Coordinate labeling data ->
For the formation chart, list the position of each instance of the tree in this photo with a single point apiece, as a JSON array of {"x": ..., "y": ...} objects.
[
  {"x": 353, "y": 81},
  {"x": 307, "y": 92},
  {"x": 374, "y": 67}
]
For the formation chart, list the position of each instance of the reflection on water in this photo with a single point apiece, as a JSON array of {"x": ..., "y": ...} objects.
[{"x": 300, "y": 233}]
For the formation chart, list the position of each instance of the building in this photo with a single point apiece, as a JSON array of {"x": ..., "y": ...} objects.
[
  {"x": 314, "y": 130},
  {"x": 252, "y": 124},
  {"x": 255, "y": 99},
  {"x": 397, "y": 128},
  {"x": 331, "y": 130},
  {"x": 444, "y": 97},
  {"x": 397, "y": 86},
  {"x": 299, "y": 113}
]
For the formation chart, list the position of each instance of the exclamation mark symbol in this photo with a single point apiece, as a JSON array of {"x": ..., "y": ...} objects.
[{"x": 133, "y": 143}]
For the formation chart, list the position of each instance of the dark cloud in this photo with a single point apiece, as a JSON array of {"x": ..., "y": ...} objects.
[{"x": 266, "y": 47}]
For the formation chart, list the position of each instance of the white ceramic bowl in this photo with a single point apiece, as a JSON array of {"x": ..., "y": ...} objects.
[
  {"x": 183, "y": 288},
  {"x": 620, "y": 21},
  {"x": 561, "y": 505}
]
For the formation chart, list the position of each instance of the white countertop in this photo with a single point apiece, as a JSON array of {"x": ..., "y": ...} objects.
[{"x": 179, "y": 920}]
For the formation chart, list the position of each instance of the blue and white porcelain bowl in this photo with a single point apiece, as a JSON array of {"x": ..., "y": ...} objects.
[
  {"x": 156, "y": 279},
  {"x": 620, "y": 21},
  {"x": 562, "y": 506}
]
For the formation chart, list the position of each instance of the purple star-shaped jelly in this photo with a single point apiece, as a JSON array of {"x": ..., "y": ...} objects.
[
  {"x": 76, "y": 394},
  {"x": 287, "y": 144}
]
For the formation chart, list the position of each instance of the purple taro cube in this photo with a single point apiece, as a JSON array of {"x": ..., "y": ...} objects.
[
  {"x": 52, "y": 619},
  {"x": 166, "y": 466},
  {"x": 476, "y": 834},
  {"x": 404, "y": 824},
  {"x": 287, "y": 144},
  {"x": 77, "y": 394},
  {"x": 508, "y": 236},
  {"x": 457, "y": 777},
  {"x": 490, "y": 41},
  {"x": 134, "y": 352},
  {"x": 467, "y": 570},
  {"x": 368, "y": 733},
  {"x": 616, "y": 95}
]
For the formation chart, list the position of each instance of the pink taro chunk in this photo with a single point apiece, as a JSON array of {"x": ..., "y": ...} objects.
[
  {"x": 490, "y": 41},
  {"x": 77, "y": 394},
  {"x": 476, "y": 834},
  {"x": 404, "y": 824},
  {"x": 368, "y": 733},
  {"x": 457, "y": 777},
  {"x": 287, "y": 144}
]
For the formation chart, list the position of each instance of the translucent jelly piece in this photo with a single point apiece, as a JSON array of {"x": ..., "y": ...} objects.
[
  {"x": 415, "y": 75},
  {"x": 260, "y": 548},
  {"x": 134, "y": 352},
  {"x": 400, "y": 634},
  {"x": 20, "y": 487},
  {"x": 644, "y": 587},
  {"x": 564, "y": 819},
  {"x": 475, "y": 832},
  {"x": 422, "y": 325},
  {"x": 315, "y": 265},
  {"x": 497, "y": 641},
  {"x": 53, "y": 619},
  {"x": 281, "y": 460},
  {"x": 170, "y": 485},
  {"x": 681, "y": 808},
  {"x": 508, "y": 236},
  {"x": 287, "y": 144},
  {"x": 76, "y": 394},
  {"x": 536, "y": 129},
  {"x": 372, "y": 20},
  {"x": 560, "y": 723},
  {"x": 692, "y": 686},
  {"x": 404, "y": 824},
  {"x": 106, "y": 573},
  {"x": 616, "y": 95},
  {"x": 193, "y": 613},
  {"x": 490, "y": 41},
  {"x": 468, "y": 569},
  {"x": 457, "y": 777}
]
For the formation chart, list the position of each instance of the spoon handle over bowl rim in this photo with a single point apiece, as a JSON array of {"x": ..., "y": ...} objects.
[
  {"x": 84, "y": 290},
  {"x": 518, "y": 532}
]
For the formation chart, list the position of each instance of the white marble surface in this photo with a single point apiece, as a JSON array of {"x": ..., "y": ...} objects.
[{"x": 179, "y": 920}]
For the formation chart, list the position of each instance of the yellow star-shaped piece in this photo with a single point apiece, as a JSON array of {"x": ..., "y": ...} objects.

WHAT TO PRODUCE -> From the listing above, extract all records word for word.

RESULT OF THIS EXERCISE ->
For the formation chart, list the position of each instance of the tree in this photo with a single point apiece, as a JSON array of {"x": ..., "y": ...} objects.
[
  {"x": 353, "y": 81},
  {"x": 307, "y": 92},
  {"x": 374, "y": 67}
]
For the formation chart, list the position of each instance of the reflection on water in this photo with a single point apiece, as a JSON array of {"x": ..., "y": ...} objects.
[{"x": 300, "y": 233}]
For the formation chart, list the position of each instance of the building in this photo with a single point apiece, as a JSON array of {"x": ..., "y": ...} objects.
[
  {"x": 314, "y": 130},
  {"x": 252, "y": 124},
  {"x": 255, "y": 99},
  {"x": 397, "y": 128},
  {"x": 331, "y": 130},
  {"x": 444, "y": 97},
  {"x": 397, "y": 86},
  {"x": 299, "y": 113}
]
For the formation chart, list the position of each instance of the exclamation mark symbol in this photo with a single point apiece, as a JSON array of {"x": ..., "y": ...} objects.
[{"x": 133, "y": 143}]
For the formation chart, list the position of each instance of the dark cloud in this photo with a single point apiece, as a JSON array of {"x": ..., "y": ...} objects.
[{"x": 266, "y": 47}]
For the formation chart, list the position of each instance of the white ceramic bowl in this photo with a single point apiece, as a JSON array of {"x": ..., "y": ...} objects.
[
  {"x": 183, "y": 288},
  {"x": 620, "y": 21},
  {"x": 561, "y": 505}
]
For the formation chart, list the position of each instance of the white countertop in this photo with a single point apiece, as a JSON array of {"x": ..., "y": ...} objects.
[{"x": 179, "y": 920}]
For the formation chart, list the position of each instance of the blue and white porcelain bowl in this photo with a single point apiece, as a JSON array of {"x": ..., "y": ...} objects.
[
  {"x": 156, "y": 279},
  {"x": 620, "y": 21},
  {"x": 562, "y": 506}
]
For the formation chart, list the position of each instance of the purple star-shaped jelly in this photo with a single point apiece, as a JSON array of {"x": ..., "y": ...} objects.
[
  {"x": 76, "y": 394},
  {"x": 287, "y": 144}
]
For the formation chart, list the position of each instance of the purple taro cube in this photo with a single point apiece, as a JSON array of {"x": ..., "y": ...} objects.
[
  {"x": 52, "y": 619},
  {"x": 166, "y": 466},
  {"x": 476, "y": 834},
  {"x": 404, "y": 824},
  {"x": 287, "y": 144},
  {"x": 77, "y": 394},
  {"x": 508, "y": 236},
  {"x": 457, "y": 777},
  {"x": 490, "y": 41},
  {"x": 134, "y": 352},
  {"x": 467, "y": 570},
  {"x": 368, "y": 733},
  {"x": 616, "y": 95}
]
For the formation chart, list the position of each instance of the pink taro chunk in this photo with a single point apiece, as a JSON array of {"x": ..., "y": ...} objects.
[
  {"x": 490, "y": 41},
  {"x": 77, "y": 394},
  {"x": 476, "y": 834},
  {"x": 404, "y": 824},
  {"x": 368, "y": 733},
  {"x": 457, "y": 777},
  {"x": 287, "y": 144}
]
For the formation chart, list the position of each instance of the translucent jelly piece in this photo with a single point apiece, as a JSON array of {"x": ..., "y": ...} objects.
[
  {"x": 415, "y": 75},
  {"x": 260, "y": 548},
  {"x": 134, "y": 352},
  {"x": 400, "y": 634},
  {"x": 20, "y": 487},
  {"x": 644, "y": 587},
  {"x": 564, "y": 819},
  {"x": 475, "y": 832},
  {"x": 422, "y": 325},
  {"x": 315, "y": 265},
  {"x": 497, "y": 641},
  {"x": 53, "y": 619},
  {"x": 281, "y": 460},
  {"x": 170, "y": 485},
  {"x": 681, "y": 808},
  {"x": 508, "y": 236},
  {"x": 287, "y": 144},
  {"x": 76, "y": 394},
  {"x": 536, "y": 129},
  {"x": 372, "y": 20},
  {"x": 560, "y": 723},
  {"x": 692, "y": 686},
  {"x": 404, "y": 824},
  {"x": 106, "y": 573},
  {"x": 616, "y": 95},
  {"x": 193, "y": 613},
  {"x": 490, "y": 41},
  {"x": 468, "y": 569},
  {"x": 457, "y": 777}
]
For the formation chart, list the position of each instance of the spoon handle over bowl rim in this photo with a single point apiece, as a JSON array of {"x": ..., "y": ...} objects.
[
  {"x": 84, "y": 290},
  {"x": 518, "y": 532}
]
For the formation chart, list the position of each instance of the white marble surface in this photo with a single point apiece, as a JSON array of {"x": ..., "y": ...} objects.
[{"x": 179, "y": 920}]
For the formation chart, list the position of each instance of the yellow star-shaped piece in this photo with a single point apiece, as a JSON array of {"x": ..., "y": ...} objects.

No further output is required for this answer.